Study questions
a: List the topics that, according to the interview with Aviva Romm, the annual conference covers.
b: Extend the interview with Aviva Romm past its final line, in the same question-and-answer style.

Supplied text
● ● ● ● ● ● ●
Physical/spiritual healing: A conversation with Aviva Romm

Herbalist, midwife and Yale-trained physician Aviva Romm, the keynote speaker at this year's Southeast Women's Herbal Conference, blends all three perspectives in the practice of integrative medicine.

The annual event covers topics ranging from herbalism to sexuality to do-it-yourself medicine (see box, “Planting Seeds”). Last year, more than 900 women attended. Xpress picked Romm’s brain about her journey from herbalist to M.D. and her views on mainstream attitudes toward healing. Here are excerpts from that conversation:

Mountain Xpress: What attracted you to herbalism and integrative medicine?
Aviva Romm:
I started learning about it back in 1981; at that time, I’d thought about going to medical school. But it really didn't feel consistent with the lifestyle I was living, which was much more natural, back-to-the-land. Around that time, I learned about herbal medicine as well: It was consistent with my value system and an environmentally friendly approach to medicine. There were so many things that appealed to me, but particularly the physical-to-the-spiritual aspect.

Could you say more about that physical/spiritual connection?
● ● ● ● ● ● ●
Extracted information
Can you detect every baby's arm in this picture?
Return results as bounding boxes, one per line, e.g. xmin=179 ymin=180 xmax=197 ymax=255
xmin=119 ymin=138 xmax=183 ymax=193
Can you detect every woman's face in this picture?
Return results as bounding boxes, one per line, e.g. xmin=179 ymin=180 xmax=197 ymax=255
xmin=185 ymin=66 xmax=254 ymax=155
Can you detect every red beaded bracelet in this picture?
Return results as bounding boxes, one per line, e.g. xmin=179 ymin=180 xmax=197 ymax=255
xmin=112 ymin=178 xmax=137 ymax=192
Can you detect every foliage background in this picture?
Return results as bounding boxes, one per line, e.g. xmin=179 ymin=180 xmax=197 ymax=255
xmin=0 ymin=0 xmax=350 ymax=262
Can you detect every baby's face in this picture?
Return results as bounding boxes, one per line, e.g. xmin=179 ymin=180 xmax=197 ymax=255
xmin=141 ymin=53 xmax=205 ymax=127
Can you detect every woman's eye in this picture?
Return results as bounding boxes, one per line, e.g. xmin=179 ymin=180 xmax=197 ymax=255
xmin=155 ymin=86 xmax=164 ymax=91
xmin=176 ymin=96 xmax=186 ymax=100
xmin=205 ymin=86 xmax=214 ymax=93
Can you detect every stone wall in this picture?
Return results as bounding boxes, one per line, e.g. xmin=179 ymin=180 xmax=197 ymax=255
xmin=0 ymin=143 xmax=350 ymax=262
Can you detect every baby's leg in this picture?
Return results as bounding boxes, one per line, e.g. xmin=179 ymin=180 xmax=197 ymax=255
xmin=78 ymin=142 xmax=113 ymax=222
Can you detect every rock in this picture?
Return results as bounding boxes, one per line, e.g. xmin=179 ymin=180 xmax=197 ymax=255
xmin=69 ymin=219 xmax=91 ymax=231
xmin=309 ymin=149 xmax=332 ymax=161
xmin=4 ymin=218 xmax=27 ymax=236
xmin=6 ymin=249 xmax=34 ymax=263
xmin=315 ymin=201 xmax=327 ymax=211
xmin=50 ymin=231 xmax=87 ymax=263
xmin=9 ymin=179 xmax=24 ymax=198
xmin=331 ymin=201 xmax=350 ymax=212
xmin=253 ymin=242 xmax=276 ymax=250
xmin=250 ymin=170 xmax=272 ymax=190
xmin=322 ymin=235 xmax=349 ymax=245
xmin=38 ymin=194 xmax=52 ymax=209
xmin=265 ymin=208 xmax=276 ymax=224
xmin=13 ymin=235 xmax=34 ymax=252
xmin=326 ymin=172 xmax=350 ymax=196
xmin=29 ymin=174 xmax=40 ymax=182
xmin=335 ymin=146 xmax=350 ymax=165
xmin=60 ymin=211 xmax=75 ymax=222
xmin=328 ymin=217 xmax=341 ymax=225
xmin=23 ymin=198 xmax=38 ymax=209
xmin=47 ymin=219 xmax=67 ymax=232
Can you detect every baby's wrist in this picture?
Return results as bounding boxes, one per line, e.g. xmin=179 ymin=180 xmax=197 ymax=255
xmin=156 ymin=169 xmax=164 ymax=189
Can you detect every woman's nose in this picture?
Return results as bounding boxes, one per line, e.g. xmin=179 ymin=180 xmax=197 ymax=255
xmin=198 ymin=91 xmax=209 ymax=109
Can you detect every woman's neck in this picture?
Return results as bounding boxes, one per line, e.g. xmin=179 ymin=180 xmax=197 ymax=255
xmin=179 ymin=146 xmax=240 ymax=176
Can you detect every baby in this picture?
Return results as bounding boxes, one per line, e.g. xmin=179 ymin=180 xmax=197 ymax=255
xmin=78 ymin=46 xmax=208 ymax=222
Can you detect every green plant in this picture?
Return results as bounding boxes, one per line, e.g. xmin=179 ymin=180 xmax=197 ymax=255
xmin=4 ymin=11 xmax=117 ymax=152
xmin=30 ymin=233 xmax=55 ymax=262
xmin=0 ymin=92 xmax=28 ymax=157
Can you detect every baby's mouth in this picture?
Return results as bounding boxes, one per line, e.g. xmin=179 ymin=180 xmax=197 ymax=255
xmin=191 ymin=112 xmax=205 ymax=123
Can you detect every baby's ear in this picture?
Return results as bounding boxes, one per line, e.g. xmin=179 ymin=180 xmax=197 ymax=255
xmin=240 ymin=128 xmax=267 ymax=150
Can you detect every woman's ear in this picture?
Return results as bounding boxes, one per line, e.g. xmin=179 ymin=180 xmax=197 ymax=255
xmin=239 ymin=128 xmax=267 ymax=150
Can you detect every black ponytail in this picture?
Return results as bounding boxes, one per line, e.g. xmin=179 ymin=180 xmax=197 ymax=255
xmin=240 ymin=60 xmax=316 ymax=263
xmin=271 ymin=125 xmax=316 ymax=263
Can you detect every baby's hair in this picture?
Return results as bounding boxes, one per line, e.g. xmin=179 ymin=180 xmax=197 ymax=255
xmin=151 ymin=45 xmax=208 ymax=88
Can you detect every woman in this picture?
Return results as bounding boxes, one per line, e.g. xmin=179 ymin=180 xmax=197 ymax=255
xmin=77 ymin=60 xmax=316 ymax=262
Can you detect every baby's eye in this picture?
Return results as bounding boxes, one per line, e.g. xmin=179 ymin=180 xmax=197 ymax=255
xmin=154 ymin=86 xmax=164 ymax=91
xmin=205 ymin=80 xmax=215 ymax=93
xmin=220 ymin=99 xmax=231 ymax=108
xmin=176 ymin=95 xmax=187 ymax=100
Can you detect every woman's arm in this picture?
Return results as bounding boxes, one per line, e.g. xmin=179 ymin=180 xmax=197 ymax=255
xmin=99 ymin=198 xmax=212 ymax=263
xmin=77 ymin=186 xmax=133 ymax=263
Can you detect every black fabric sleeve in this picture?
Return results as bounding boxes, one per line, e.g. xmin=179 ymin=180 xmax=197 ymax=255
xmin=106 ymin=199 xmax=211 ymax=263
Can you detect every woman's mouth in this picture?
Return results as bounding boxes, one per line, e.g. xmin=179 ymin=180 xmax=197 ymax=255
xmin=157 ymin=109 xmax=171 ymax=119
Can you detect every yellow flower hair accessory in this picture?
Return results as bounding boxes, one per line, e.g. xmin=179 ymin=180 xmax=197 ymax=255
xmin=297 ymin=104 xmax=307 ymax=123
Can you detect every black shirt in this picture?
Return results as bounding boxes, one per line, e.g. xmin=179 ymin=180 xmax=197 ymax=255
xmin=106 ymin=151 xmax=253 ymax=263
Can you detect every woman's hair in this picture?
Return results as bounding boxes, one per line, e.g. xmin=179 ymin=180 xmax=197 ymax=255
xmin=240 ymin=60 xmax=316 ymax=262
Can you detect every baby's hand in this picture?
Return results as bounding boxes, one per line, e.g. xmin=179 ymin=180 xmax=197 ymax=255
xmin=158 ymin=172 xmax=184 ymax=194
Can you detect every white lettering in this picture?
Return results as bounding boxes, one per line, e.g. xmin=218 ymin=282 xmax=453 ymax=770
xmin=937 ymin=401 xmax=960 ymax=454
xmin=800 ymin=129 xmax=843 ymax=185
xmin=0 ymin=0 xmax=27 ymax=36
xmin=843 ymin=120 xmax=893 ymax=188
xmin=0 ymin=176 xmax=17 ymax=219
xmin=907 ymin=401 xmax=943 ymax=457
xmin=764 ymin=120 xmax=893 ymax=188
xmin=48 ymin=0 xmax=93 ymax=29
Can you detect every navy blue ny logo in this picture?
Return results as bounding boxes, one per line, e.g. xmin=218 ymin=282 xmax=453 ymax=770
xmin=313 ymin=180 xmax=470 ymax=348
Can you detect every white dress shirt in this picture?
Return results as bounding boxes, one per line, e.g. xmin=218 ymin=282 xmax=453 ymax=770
● ● ● ● ● ● ●
Answers for the exercise
a: herbalism, sexuality, do-it-yourself medicine

b:
Pharmaceutical drugs are produced in a laboratory; there's really nothing connected to nature about them. When you think about botanicals, though, they're growing in the Earth, and they're harvested with attention to what’s the best season for the medicine. In learning more about them, it connects you toward the first-stage awareness of healing. You learn more about yourself and can slow down in your life, as opposed to just stopping in the pharmacy and buying a drug.

How do you define healing?
I think about healing as any intention that somebody has to be on the path to wellness. Somebody who’s paralyzed in a wheelchair can have their own kind of healing, in terms of coming to grips with their life and making the best of it: choosing to want to be well with whatever that means.

It’s not a word doctors use very often. Why do you think that is?
In Western medicine, there isn't much attention to the whole person — the psychosocial, spiritual, emotional aspects that make a person well. More and more doctors are becoming aware of that and the importance of it, but because most doctors have 15-minute appointments with their patients, they often just don't have time to address those things. Also, unlike herbalists, who tend to be a little more aware and interested in learning how to use intuition, observational skills, the senses and what some people might call spirituality, so much in medicine has been about what's happening physically.

While you were at Yale, you challenged those historical notions, helping pioneer the school’s integrative-medicine curriculum. Was that difficult?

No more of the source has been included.